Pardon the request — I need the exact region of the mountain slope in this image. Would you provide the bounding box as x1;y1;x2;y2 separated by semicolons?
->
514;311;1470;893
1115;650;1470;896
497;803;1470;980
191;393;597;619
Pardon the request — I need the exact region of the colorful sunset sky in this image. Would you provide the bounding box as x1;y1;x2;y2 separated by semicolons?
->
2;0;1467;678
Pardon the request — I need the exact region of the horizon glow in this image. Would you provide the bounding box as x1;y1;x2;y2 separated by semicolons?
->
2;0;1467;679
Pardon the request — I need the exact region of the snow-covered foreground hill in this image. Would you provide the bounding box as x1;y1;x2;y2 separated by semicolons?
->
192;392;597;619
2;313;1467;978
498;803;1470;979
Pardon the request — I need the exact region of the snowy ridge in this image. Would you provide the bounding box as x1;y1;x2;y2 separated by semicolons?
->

○ ○ ○ ○

In the answer, return exactly the lines from the line containing "of the snow-covered" to the end of the records above, and no others.

Pardon the request — I need the exact region of the snow-covered foreground hill in this image. Would you provide the bounding box as x1;y1;x2;y2 separated by semicolons?
->
192;392;597;619
2;313;1467;978
498;803;1470;979
Pardon the request — I need the exact region of the snowy ridge in this image. Would you provide the bounding box as x1;y1;x2;y2 separated by semicolons?
->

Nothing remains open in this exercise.